RECORDS SHOWN:

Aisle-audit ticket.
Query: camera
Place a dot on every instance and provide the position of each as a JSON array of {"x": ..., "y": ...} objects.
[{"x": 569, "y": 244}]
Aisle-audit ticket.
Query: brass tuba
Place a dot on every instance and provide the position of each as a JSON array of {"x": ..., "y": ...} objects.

* * *

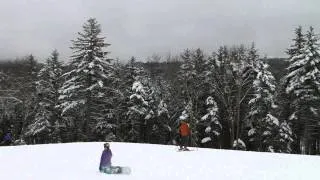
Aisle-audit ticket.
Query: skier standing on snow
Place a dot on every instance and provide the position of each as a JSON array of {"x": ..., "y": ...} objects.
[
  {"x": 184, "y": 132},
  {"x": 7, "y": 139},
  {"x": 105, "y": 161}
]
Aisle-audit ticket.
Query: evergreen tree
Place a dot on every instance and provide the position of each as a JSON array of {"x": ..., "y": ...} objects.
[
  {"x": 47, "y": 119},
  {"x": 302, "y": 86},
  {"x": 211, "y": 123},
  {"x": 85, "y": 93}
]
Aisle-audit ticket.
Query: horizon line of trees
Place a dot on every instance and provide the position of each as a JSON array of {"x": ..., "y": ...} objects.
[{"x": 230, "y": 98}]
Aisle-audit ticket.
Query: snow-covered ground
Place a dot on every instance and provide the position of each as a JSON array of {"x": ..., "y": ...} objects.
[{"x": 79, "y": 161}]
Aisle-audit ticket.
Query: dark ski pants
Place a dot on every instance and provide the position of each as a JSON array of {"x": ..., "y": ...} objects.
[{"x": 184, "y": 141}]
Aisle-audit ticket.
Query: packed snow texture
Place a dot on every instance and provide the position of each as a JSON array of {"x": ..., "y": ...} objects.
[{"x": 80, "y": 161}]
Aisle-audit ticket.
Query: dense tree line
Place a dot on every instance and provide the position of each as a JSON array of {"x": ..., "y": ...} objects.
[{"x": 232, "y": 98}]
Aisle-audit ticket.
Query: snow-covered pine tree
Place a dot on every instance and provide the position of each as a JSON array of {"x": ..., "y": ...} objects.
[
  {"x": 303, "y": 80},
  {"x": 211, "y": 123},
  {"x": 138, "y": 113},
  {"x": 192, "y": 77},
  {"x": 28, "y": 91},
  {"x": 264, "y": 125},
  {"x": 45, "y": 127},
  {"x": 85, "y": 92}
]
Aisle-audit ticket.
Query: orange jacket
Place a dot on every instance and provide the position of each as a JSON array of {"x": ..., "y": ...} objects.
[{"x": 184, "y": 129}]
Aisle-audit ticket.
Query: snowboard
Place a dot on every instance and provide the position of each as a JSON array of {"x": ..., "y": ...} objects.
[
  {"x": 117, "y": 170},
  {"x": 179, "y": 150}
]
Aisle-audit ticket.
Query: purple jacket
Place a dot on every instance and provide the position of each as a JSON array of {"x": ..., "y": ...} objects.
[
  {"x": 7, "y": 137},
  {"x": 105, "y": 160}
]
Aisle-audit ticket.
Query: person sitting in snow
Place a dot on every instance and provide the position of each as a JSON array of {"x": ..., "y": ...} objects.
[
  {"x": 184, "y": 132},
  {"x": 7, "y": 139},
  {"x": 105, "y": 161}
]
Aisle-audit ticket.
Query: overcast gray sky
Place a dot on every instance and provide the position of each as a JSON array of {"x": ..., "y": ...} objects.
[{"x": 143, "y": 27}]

EXERCISE DIRECTIONS: Report how many of the lines above contain the word "jacket". Give only the number.

SOLUTION FOR THIS PROBLEM: 2